§ DATA FOR PROCESSING:
[BEGIN]

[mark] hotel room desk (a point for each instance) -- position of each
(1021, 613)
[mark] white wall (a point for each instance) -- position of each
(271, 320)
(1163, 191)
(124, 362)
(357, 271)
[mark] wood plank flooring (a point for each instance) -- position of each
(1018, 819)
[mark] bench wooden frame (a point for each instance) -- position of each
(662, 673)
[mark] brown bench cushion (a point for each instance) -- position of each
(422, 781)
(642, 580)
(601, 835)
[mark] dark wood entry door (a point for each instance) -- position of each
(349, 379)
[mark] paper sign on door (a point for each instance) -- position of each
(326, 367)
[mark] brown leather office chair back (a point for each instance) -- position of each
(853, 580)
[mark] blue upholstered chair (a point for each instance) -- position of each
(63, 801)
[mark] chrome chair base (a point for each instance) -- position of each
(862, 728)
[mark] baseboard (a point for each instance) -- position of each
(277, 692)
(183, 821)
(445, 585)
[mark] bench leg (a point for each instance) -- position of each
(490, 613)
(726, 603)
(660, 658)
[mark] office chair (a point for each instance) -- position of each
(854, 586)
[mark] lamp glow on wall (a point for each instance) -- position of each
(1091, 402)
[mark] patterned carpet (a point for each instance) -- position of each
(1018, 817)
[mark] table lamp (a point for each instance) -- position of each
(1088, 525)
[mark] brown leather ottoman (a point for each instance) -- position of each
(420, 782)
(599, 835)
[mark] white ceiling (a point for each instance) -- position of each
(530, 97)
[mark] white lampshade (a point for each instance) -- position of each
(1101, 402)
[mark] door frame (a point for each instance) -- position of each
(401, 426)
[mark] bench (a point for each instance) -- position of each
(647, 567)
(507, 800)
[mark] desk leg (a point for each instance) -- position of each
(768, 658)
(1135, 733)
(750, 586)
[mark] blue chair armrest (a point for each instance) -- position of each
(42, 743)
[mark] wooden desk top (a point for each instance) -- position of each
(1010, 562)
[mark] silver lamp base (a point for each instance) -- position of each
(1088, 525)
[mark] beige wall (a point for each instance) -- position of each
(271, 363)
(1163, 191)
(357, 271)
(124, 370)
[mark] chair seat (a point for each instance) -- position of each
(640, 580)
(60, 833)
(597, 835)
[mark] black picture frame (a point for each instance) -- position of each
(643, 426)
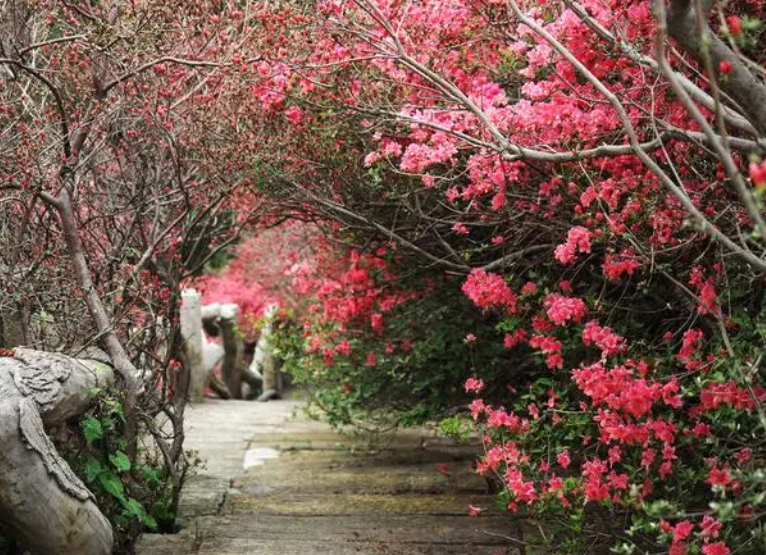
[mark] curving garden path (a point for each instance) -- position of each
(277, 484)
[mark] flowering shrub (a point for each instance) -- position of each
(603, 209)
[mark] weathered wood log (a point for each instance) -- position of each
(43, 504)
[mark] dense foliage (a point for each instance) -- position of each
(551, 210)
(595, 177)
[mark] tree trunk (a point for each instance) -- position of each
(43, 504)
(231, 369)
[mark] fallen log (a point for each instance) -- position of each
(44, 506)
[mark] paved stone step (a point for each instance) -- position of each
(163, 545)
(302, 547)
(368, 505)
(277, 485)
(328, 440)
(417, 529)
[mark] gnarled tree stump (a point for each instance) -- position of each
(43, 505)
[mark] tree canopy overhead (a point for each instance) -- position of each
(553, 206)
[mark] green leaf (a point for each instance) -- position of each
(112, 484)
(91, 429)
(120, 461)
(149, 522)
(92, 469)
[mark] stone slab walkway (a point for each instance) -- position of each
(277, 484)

[END]
[BEGIN]

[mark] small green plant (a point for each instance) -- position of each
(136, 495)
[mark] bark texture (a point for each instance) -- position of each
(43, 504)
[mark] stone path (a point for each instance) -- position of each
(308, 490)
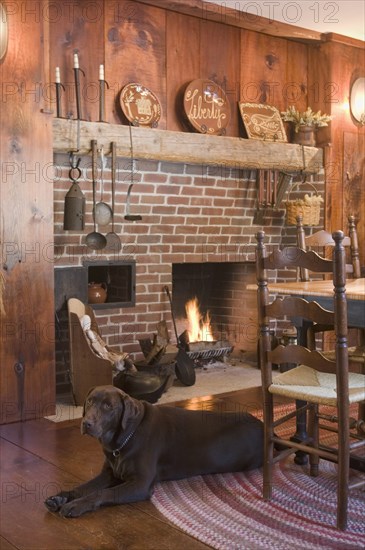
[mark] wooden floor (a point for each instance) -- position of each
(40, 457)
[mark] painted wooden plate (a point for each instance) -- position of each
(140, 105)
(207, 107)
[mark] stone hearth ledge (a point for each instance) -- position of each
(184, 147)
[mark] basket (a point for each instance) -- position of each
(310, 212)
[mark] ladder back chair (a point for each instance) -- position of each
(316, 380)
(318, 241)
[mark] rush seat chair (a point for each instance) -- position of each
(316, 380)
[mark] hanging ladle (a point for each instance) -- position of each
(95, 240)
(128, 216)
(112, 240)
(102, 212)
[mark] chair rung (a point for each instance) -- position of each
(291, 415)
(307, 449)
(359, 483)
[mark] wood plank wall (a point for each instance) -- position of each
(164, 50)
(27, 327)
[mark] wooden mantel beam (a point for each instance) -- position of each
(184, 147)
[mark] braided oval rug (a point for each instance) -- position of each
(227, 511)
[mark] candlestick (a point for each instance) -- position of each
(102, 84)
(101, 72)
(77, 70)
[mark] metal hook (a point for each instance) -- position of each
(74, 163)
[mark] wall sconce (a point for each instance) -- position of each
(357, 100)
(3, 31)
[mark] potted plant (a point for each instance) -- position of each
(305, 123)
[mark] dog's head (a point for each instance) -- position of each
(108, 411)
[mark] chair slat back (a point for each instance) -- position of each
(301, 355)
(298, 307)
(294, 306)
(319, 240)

[END]

§ EXERCISE REQUIREMENTS: Count how many lines in the entries contain the word "frame". Reply with the number only.

§ PROBLEM SOLUTION: 3